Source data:
----------------------------------------

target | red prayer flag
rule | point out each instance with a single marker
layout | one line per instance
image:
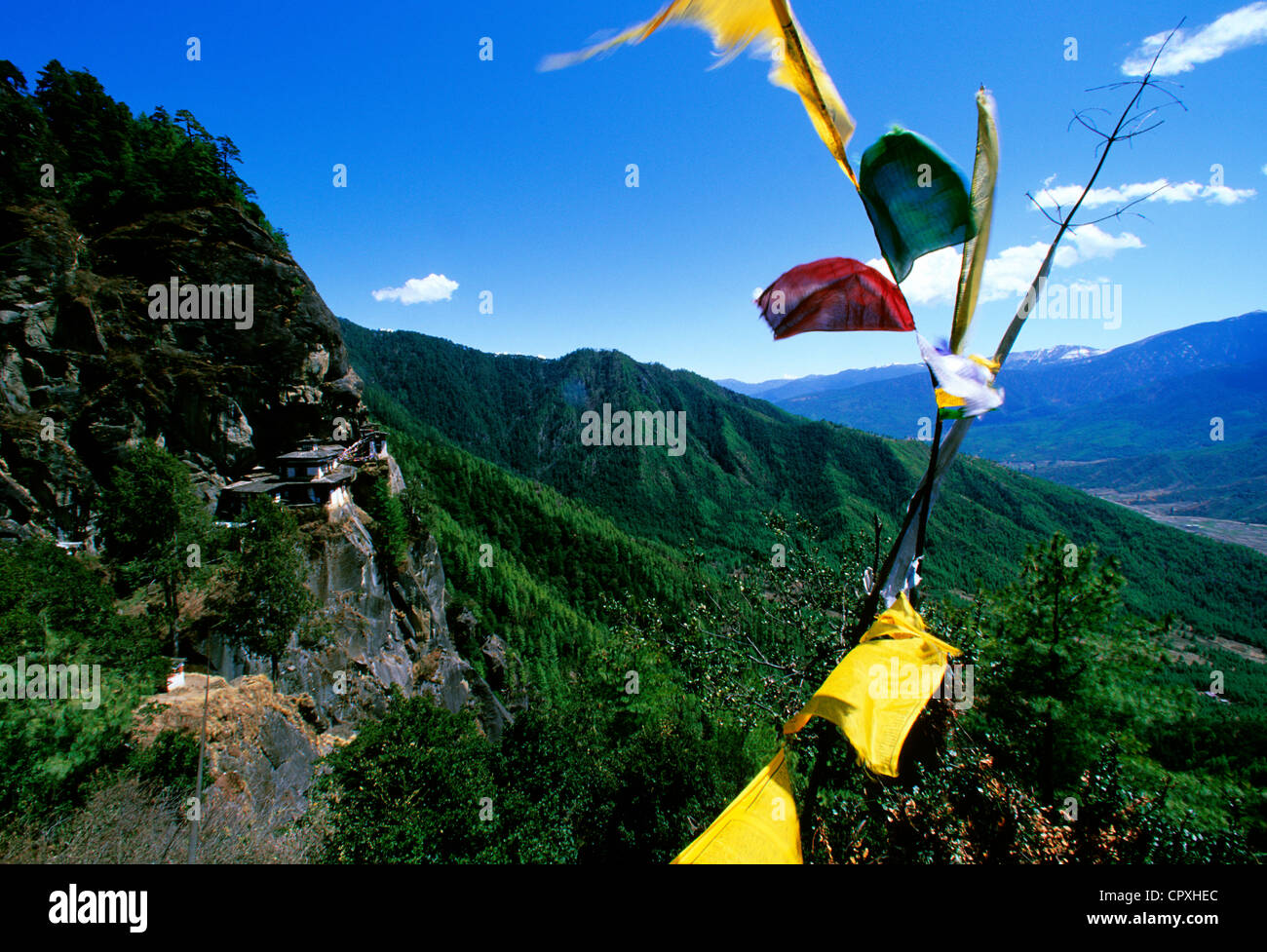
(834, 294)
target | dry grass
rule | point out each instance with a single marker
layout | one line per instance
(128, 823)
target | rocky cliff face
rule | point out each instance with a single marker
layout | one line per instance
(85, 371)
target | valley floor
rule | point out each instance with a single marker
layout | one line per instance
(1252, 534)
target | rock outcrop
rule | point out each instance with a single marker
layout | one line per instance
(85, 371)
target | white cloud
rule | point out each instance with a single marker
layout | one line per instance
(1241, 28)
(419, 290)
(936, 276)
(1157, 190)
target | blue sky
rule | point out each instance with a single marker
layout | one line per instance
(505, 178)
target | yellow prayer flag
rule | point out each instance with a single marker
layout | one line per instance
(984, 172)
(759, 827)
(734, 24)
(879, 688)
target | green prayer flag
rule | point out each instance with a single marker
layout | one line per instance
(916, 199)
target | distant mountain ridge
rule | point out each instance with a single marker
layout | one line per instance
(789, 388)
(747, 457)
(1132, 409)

----------------------------------------

Give every line of the records above as a JSON list of strings, one string per line, skipping blank lines. Leave the pictures out of your answer.

[
  "target | red prayer flag",
  "rule | point out each instance with a single marker",
  "layout | one line per instance",
  "image:",
  "(834, 294)",
  "target | dry grass",
  "rule | point out each instance with a single marker",
  "layout | one line per instance",
  "(128, 823)",
  "target | rocky cliff face",
  "rule | point out each instance with a single marker",
  "layout | one line per instance",
  "(85, 371)",
  "target | valley floor",
  "rule | point out each instance with a single marker",
  "layout | one line per instance",
  "(1252, 534)",
  "target | rock outcrop",
  "rule | point out each instance with a single marker",
  "layout | one line per instance",
  "(85, 371)",
  "target | white cloud",
  "rule | point out each instance with a single marker",
  "layout | one line per instance",
  "(1241, 28)",
  "(419, 290)",
  "(936, 276)",
  "(1157, 190)",
  "target | blue sky",
  "rule | point out each instance with a single marker",
  "layout | one line per instance",
  "(505, 178)",
  "target | yellow prayer flag",
  "rule | point out each instance with a single marker",
  "layout | one line per instance",
  "(984, 172)",
  "(759, 827)",
  "(734, 24)",
  "(879, 688)",
  "target | green prayer flag",
  "rule | point out each instance with a single marker",
  "layout | one line per instance",
  "(916, 199)",
  "target | distant mountain ridge",
  "rule | point out each instance with a single marker",
  "layout | one line per instance",
  "(789, 388)",
  "(747, 457)",
  "(1132, 409)"
]